──────── Records shown

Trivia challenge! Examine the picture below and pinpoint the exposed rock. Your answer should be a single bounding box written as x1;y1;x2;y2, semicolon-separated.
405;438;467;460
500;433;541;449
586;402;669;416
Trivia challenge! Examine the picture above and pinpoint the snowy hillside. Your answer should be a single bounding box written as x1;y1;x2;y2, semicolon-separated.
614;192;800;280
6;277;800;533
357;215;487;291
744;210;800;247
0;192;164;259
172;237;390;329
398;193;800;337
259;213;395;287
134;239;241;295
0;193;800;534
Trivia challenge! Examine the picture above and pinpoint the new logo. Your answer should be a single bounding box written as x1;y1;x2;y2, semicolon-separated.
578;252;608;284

────────────────

* **Task statement**: Copy verbatim every line of the records from the one containing "Trivia challenge! Examine the picture above and pinpoint the new" through the last line of the records, both ends included.

* **Exercise solution**:
Trivia challenge! Examine the picture above and pinpoint the new logo. Your answer should be a single bounding box written as x1;y1;x2;y2, semicolon-separated.
578;252;608;284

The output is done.